The union says the "dumbing down" of bachelor of nursing degrees means necessary practical skills are missing, knowledge of anatomy is poor and patient interaction often appalling, posing serious risk not only to patients but to the students themselves who are filled with anxiety and fear.

Veteran nurses report that many registered nurse trainees lack the stamina for a busy shift in today's hospitals that have fast turnover of patients and some have no more knowledge of health conditions than the patients themselves.

The Queensland Nurses and Midwives Union says that the problem lies with the lack of time available for experienced clinicians to act as mentors and instructors to students on clinical placement and to nurses at other stages of practice development.

"That is the systemic fix we need far more than any tinkering with the educational preparation program," QNMU assistant secretary Sandra Eales told The Sunday Mail. The QNMU insists that nursing work is at the core of why hospitals exist and nurses are not "bottom rung".

The Nurses Professional Association of Queensland was set up five years ago as an alternative to the QNMU. It is not a registered industrial body but has close to 4000 members.

THE TASK ->
Can you copy the nursing-education passage word for word, from "The Queensland Nurses" up to and including "to 4000 members."?

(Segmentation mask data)
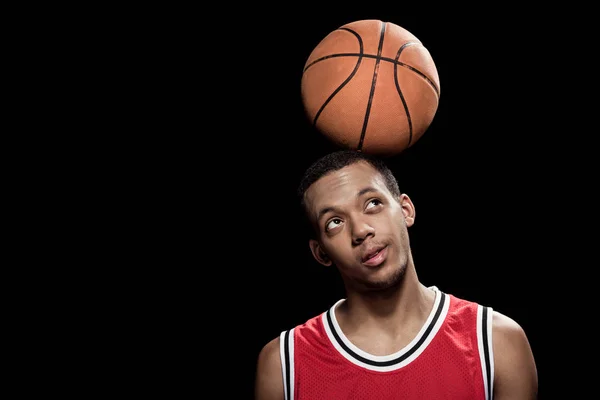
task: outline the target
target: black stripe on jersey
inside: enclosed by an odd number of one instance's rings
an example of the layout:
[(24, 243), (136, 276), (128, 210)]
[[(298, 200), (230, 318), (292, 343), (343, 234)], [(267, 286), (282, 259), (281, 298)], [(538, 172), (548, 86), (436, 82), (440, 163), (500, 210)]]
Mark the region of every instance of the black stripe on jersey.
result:
[(285, 387), (286, 387), (286, 393), (287, 393), (287, 399), (291, 399), (292, 395), (290, 394), (291, 390), (292, 390), (292, 375), (291, 375), (291, 371), (290, 371), (290, 331), (286, 331), (284, 334), (284, 342), (283, 342), (283, 347), (285, 349)]
[[(483, 359), (485, 362), (485, 376), (488, 382), (488, 393), (487, 398), (492, 399), (492, 367), (490, 365), (490, 348), (488, 344), (488, 330), (487, 330), (487, 321), (488, 321), (488, 307), (483, 307), (483, 312), (481, 313), (481, 336), (483, 340)], [(490, 316), (491, 317), (491, 316)]]
[(440, 318), (440, 314), (442, 313), (442, 310), (444, 309), (444, 303), (446, 302), (446, 295), (444, 293), (442, 293), (442, 292), (440, 292), (440, 294), (442, 295), (441, 298), (440, 298), (440, 304), (438, 304), (438, 308), (437, 308), (437, 310), (435, 310), (435, 315), (434, 315), (433, 319), (431, 320), (431, 323), (429, 324), (429, 326), (425, 330), (425, 333), (421, 336), (421, 338), (419, 338), (419, 341), (413, 347), (411, 347), (406, 353), (402, 354), (401, 356), (399, 356), (398, 358), (395, 358), (393, 360), (388, 360), (388, 361), (374, 361), (374, 360), (369, 360), (368, 358), (364, 358), (361, 355), (356, 354), (354, 351), (352, 351), (346, 345), (346, 343), (344, 343), (344, 341), (340, 338), (340, 336), (338, 335), (337, 331), (335, 330), (335, 327), (333, 325), (333, 321), (331, 319), (332, 309), (329, 309), (327, 311), (327, 323), (329, 324), (329, 329), (331, 330), (331, 333), (335, 337), (335, 340), (352, 357), (356, 358), (357, 360), (359, 360), (359, 361), (361, 361), (361, 362), (363, 362), (365, 364), (373, 365), (373, 366), (376, 366), (376, 367), (387, 367), (387, 366), (394, 365), (394, 364), (397, 364), (397, 363), (400, 363), (400, 362), (404, 361), (405, 359), (407, 359), (408, 357), (410, 357), (411, 354), (413, 354), (415, 351), (417, 351), (419, 349), (419, 347), (423, 344), (423, 342), (425, 342), (425, 340), (427, 339), (427, 337), (431, 333), (433, 327), (435, 326), (435, 324), (437, 323), (438, 319)]

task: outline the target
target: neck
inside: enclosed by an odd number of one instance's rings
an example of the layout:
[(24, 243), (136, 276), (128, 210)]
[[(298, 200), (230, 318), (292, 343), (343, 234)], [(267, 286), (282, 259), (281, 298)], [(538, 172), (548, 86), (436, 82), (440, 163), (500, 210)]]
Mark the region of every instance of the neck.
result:
[(346, 334), (380, 331), (397, 335), (420, 327), (431, 312), (435, 293), (419, 282), (408, 268), (398, 286), (377, 293), (348, 291), (336, 309), (336, 318)]

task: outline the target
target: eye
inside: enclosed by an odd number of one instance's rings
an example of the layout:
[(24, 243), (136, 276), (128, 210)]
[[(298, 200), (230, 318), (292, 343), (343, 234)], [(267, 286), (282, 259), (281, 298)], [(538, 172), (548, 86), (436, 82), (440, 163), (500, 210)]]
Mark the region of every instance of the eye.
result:
[(339, 218), (334, 218), (325, 224), (325, 231), (329, 232), (332, 229), (337, 228), (342, 224), (342, 220)]
[(367, 210), (377, 207), (378, 205), (383, 204), (379, 199), (371, 199), (367, 203)]

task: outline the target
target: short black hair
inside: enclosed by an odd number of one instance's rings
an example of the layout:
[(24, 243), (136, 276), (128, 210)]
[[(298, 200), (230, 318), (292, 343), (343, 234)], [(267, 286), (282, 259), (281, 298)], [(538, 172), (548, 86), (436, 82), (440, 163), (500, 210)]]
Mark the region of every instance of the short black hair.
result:
[[(300, 206), (305, 217), (307, 216), (304, 194), (310, 185), (330, 172), (340, 170), (348, 165), (352, 165), (360, 161), (364, 161), (375, 168), (383, 177), (388, 190), (394, 196), (400, 196), (401, 192), (398, 186), (398, 180), (394, 176), (390, 167), (382, 158), (369, 153), (363, 153), (358, 150), (337, 150), (321, 156), (304, 171), (304, 175), (302, 176), (300, 185), (297, 189), (297, 196), (300, 200)], [(310, 221), (307, 220), (306, 222), (308, 222), (308, 225), (310, 225)]]

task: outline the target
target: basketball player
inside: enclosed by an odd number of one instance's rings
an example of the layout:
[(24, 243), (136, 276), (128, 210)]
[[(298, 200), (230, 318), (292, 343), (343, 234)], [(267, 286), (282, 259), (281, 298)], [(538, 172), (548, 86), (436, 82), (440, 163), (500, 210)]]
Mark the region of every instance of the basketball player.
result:
[(299, 190), (312, 254), (337, 268), (346, 296), (262, 348), (256, 400), (537, 398), (517, 322), (419, 281), (415, 206), (382, 160), (333, 152)]

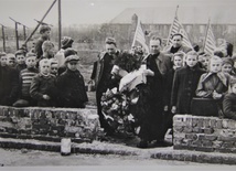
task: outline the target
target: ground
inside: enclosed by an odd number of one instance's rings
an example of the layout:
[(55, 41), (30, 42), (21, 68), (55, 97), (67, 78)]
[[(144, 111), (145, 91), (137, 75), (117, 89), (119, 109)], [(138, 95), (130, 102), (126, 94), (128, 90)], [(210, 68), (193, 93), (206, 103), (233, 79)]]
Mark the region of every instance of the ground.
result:
[(71, 154), (34, 150), (0, 149), (2, 167), (50, 167), (50, 165), (206, 165), (193, 162), (157, 160), (136, 156)]

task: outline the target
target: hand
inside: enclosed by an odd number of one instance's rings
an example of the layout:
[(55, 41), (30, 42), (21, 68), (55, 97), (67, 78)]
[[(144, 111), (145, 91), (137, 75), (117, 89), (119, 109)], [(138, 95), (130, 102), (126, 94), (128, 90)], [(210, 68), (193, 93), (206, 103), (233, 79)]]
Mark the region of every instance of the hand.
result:
[(154, 76), (154, 72), (152, 72), (151, 70), (143, 70), (143, 74), (146, 75), (146, 76)]
[(218, 94), (217, 92), (213, 92), (213, 94), (212, 94), (212, 97), (214, 98), (214, 99), (219, 99), (219, 98), (222, 98), (222, 94)]
[(164, 106), (164, 111), (168, 111), (168, 105), (167, 105), (167, 106)]
[(49, 95), (43, 95), (43, 99), (49, 100), (49, 99), (50, 99), (50, 96), (49, 96)]
[(172, 114), (176, 114), (176, 106), (172, 106), (171, 113), (172, 113)]

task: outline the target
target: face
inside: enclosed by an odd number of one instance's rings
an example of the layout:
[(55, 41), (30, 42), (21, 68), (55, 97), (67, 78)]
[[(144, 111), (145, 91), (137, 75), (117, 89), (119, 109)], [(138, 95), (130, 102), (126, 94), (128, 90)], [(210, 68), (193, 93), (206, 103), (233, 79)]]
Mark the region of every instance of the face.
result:
[(179, 47), (182, 45), (182, 38), (181, 35), (174, 35), (172, 39), (172, 43), (174, 47)]
[(181, 56), (174, 56), (174, 66), (176, 67), (182, 67), (183, 65), (183, 60)]
[(17, 63), (20, 64), (20, 65), (25, 63), (25, 56), (22, 55), (22, 54), (17, 55), (15, 60), (17, 60)]
[(36, 57), (35, 56), (26, 57), (25, 64), (26, 64), (28, 68), (32, 68), (32, 67), (36, 66)]
[(210, 65), (210, 72), (212, 73), (218, 73), (222, 70), (222, 64), (221, 62), (212, 62)]
[(150, 41), (150, 52), (151, 54), (157, 54), (161, 50), (161, 42), (159, 40), (151, 40)]
[(47, 74), (51, 72), (50, 63), (42, 63), (42, 64), (40, 65), (40, 72), (41, 72), (42, 74), (47, 75)]
[(44, 39), (50, 39), (50, 33), (51, 33), (51, 31), (45, 31), (44, 33), (42, 33), (42, 36)]
[(112, 55), (116, 53), (116, 46), (115, 44), (106, 44), (106, 51), (109, 55)]
[(1, 56), (1, 66), (7, 66), (7, 61), (8, 61), (7, 56)]
[(236, 84), (232, 86), (232, 93), (236, 94)]
[(15, 60), (12, 60), (11, 57), (8, 57), (7, 65), (10, 66), (10, 67), (13, 67), (14, 64), (15, 64)]
[(186, 55), (186, 65), (190, 67), (193, 67), (197, 63), (197, 56), (196, 55)]
[(77, 70), (77, 66), (78, 66), (78, 62), (77, 62), (77, 61), (72, 61), (72, 62), (68, 62), (68, 63), (67, 63), (67, 67), (68, 67), (68, 70), (71, 70), (71, 71), (76, 71), (76, 70)]
[(57, 75), (57, 71), (58, 71), (58, 64), (52, 64), (51, 65), (51, 74)]
[(54, 56), (54, 55), (55, 55), (55, 47), (52, 46), (52, 47), (49, 50), (47, 53), (49, 53), (50, 56)]
[(222, 66), (222, 72), (230, 74), (230, 72), (232, 72), (232, 65), (230, 64), (224, 64)]
[(207, 67), (208, 66), (208, 57), (203, 57), (203, 61), (202, 61), (202, 64), (204, 67)]

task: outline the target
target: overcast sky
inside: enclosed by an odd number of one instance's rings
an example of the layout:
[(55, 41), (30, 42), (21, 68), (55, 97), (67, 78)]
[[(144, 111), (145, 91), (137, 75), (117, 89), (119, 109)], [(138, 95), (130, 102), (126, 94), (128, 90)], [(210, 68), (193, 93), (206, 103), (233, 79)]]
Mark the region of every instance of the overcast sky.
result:
[[(35, 26), (33, 19), (41, 20), (54, 0), (0, 0), (0, 23), (14, 26), (9, 17), (26, 26)], [(215, 6), (218, 10), (225, 7), (236, 8), (235, 0), (61, 0), (62, 24), (109, 22), (126, 8), (160, 7), (160, 6)], [(173, 12), (173, 11), (171, 11)], [(45, 22), (57, 24), (57, 3), (45, 18)]]

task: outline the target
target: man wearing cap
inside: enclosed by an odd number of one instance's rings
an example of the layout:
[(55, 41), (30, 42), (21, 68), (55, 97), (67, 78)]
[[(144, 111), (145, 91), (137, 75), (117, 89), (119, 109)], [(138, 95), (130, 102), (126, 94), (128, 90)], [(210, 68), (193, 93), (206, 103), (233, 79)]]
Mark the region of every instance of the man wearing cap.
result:
[(69, 36), (64, 36), (62, 39), (62, 49), (56, 53), (55, 58), (58, 61), (58, 66), (63, 66), (65, 63), (65, 50), (72, 47), (74, 40)]
[(105, 121), (104, 115), (101, 113), (100, 98), (103, 93), (108, 88), (118, 86), (118, 83), (111, 78), (111, 70), (114, 67), (114, 62), (119, 51), (117, 50), (116, 40), (114, 38), (107, 38), (105, 41), (106, 51), (98, 55), (98, 61), (95, 62), (96, 67), (92, 74), (92, 79), (95, 79), (96, 86), (96, 100), (97, 100), (97, 113), (99, 115), (100, 126), (105, 129), (107, 135), (112, 133), (112, 129)]
[(44, 41), (50, 40), (51, 28), (49, 25), (42, 25), (40, 28), (40, 39), (35, 42), (34, 53), (36, 54), (36, 58), (42, 57), (43, 50), (42, 44)]
[(57, 79), (61, 107), (85, 108), (85, 103), (88, 101), (84, 77), (77, 70), (78, 61), (77, 55), (65, 58), (66, 71)]

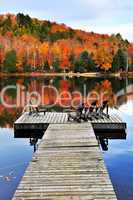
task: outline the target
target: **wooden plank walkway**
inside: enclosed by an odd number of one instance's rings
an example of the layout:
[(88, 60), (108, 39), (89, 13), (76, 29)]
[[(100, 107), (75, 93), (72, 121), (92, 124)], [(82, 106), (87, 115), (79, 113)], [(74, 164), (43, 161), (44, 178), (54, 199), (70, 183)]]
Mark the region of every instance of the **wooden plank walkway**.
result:
[(50, 124), (13, 200), (116, 200), (91, 123)]
[[(126, 123), (122, 122), (119, 116), (110, 115), (110, 118), (104, 116), (103, 119), (94, 119), (91, 122), (94, 130), (102, 132), (117, 132), (125, 131)], [(67, 124), (71, 123), (68, 121), (67, 113), (59, 112), (46, 112), (44, 113), (34, 113), (29, 115), (29, 113), (24, 113), (22, 116), (14, 123), (14, 130), (46, 130), (49, 124)], [(76, 122), (75, 122), (76, 123)]]

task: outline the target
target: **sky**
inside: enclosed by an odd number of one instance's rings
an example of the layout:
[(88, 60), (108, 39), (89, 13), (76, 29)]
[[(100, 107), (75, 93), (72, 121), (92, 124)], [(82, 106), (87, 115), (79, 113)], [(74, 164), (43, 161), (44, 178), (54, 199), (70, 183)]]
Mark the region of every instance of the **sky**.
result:
[(0, 14), (7, 12), (23, 12), (85, 31), (120, 32), (133, 42), (132, 0), (0, 0)]

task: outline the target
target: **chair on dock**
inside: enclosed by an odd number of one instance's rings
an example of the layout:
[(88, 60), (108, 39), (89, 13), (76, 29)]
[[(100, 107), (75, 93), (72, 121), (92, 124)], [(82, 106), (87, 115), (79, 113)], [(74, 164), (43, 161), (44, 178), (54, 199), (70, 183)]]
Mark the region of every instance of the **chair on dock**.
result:
[[(106, 109), (106, 112), (104, 110)], [(103, 101), (102, 106), (97, 108), (97, 117), (107, 117), (109, 118), (109, 106), (108, 106), (108, 100)]]
[[(106, 113), (104, 112), (105, 109)], [(93, 119), (100, 119), (100, 118), (103, 119), (104, 117), (109, 118), (107, 100), (103, 101), (101, 106), (97, 106), (97, 101), (94, 101), (84, 114), (85, 121), (88, 120), (92, 121)]]
[(73, 121), (81, 122), (84, 110), (85, 110), (84, 103), (81, 103), (76, 109), (75, 115), (72, 115), (71, 113), (68, 114), (68, 121), (71, 121), (72, 119)]

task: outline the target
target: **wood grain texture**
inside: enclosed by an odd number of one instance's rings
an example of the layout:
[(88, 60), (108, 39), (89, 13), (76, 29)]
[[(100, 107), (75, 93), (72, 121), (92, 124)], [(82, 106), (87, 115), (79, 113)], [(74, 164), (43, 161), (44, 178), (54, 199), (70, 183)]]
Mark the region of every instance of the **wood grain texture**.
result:
[(13, 200), (116, 200), (91, 123), (50, 124)]

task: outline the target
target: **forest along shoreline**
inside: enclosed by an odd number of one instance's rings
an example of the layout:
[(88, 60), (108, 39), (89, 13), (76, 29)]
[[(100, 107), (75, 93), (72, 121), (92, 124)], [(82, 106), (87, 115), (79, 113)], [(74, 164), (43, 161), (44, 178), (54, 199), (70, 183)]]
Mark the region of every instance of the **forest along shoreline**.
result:
[(62, 72), (62, 73), (56, 73), (56, 72), (51, 72), (51, 73), (48, 73), (48, 72), (25, 72), (25, 73), (5, 73), (5, 72), (0, 72), (0, 77), (8, 77), (8, 76), (36, 76), (36, 77), (39, 77), (39, 76), (42, 76), (42, 77), (45, 77), (45, 76), (68, 76), (68, 77), (73, 77), (73, 76), (77, 76), (77, 77), (104, 77), (104, 76), (109, 76), (109, 77), (131, 77), (133, 78), (133, 72), (121, 72), (121, 73), (100, 73), (100, 72), (86, 72), (86, 73), (74, 73), (74, 72)]

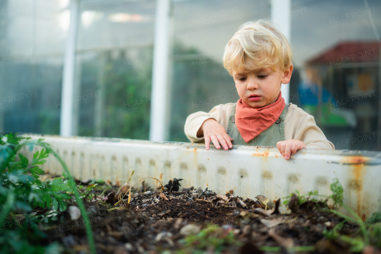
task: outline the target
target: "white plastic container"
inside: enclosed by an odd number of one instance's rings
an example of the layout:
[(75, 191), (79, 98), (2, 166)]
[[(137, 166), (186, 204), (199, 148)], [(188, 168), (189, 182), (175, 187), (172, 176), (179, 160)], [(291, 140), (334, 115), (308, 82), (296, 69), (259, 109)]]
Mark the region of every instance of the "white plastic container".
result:
[[(173, 177), (182, 178), (181, 187), (208, 187), (221, 194), (233, 190), (235, 196), (244, 199), (256, 200), (255, 197), (261, 194), (284, 200), (295, 190), (303, 194), (317, 190), (319, 194), (329, 195), (330, 185), (337, 178), (344, 188), (344, 203), (363, 219), (381, 210), (379, 152), (303, 149), (286, 160), (275, 148), (234, 145), (225, 151), (211, 145), (207, 151), (203, 144), (190, 143), (32, 137), (43, 138), (50, 144), (78, 179), (124, 183), (134, 170), (133, 182), (149, 176), (160, 179), (163, 184)], [(37, 149), (32, 152), (25, 149), (20, 152), (31, 158)], [(62, 172), (52, 156), (42, 168)], [(152, 187), (159, 185), (156, 180), (144, 180)], [(287, 209), (284, 206), (281, 208), (283, 212)]]

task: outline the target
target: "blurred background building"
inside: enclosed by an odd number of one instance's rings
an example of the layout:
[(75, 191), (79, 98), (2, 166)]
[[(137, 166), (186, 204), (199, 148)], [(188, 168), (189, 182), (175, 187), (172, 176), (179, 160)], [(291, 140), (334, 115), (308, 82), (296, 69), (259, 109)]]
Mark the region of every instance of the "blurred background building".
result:
[(378, 0), (2, 0), (0, 133), (187, 142), (188, 115), (239, 98), (224, 46), (261, 18), (293, 50), (286, 101), (381, 150)]

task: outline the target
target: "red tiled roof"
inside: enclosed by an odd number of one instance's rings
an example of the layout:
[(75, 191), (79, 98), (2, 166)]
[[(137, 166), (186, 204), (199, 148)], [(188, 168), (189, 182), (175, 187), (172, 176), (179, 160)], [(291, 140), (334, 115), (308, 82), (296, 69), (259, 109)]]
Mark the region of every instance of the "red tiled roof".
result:
[(377, 42), (343, 42), (307, 61), (309, 65), (333, 65), (344, 62), (378, 62), (380, 44)]

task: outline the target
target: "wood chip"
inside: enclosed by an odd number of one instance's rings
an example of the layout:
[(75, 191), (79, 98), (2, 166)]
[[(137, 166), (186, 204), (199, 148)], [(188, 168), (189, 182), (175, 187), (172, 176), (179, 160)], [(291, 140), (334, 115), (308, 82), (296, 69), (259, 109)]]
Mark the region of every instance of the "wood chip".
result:
[(162, 198), (163, 200), (168, 200), (168, 199), (167, 198), (167, 197), (166, 196), (165, 196), (165, 195), (164, 195), (163, 194), (163, 193), (162, 193), (162, 192), (160, 192), (160, 193), (159, 193), (159, 195), (160, 195), (160, 197)]
[(241, 205), (241, 206), (243, 208), (245, 208), (247, 207), (247, 205), (244, 203), (243, 201), (239, 198), (237, 198), (237, 201), (238, 201), (238, 203)]
[(272, 228), (273, 227), (279, 224), (282, 223), (285, 221), (283, 219), (280, 218), (275, 220), (266, 220), (265, 219), (261, 219), (261, 223), (266, 227), (269, 228)]
[(229, 199), (227, 197), (224, 196), (223, 195), (221, 195), (221, 194), (217, 194), (217, 197), (219, 199), (225, 202), (227, 202), (227, 201), (229, 200)]
[(171, 212), (171, 210), (168, 209), (168, 210), (166, 210), (163, 212), (159, 212), (159, 213), (157, 214), (157, 215), (158, 215), (158, 216), (163, 216), (168, 213), (169, 213), (170, 212)]
[(285, 248), (291, 248), (294, 246), (294, 240), (291, 237), (283, 237), (273, 230), (269, 230), (267, 233), (278, 244)]
[(211, 201), (209, 201), (209, 200), (205, 200), (205, 199), (201, 199), (200, 198), (196, 198), (195, 200), (197, 200), (198, 201), (205, 201), (205, 202), (207, 202), (208, 203), (213, 203)]

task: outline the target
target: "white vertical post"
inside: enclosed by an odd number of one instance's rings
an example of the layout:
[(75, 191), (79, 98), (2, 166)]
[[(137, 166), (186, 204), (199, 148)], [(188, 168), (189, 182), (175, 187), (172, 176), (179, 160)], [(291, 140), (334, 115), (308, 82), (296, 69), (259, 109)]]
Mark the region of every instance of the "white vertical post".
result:
[(65, 62), (62, 75), (59, 134), (69, 136), (73, 135), (73, 101), (74, 97), (74, 73), (75, 68), (75, 49), (78, 30), (78, 0), (70, 1), (70, 25), (65, 49)]
[[(285, 35), (288, 43), (290, 43), (291, 16), (290, 13), (291, 0), (271, 0), (271, 20), (280, 27), (281, 32)], [(290, 101), (290, 83), (282, 84), (280, 91), (285, 102), (288, 103)]]
[(149, 139), (163, 141), (169, 122), (168, 87), (170, 0), (157, 0), (155, 22)]

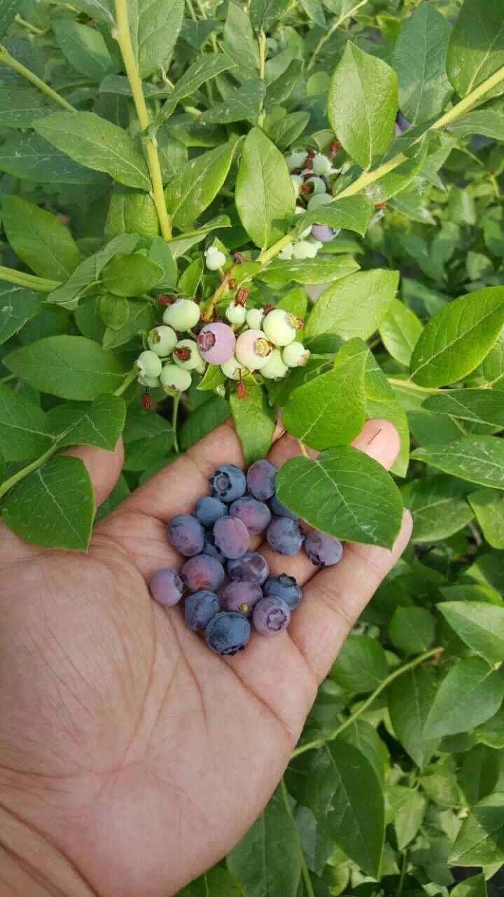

EXPECTED OUTPUT ->
The Queensland Nurses and Midwives Union says that the problem lies with the lack of time available for experienced clinicians to act as mentors and instructors to students on clinical placement and to nurses at other stages of practice development.

"That is the systemic fix we need far more than any tinkering with the educational preparation program," QNMU assistant secretary Sandra Eales told The Sunday Mail. The QNMU insists that nursing work is at the core of why hospitals exist and nurses are not "bottom rung".

The Nurses Professional Association of Queensland was set up five years ago as an alternative to the QNMU. It is not a registered industrial body but has close to 4000 members.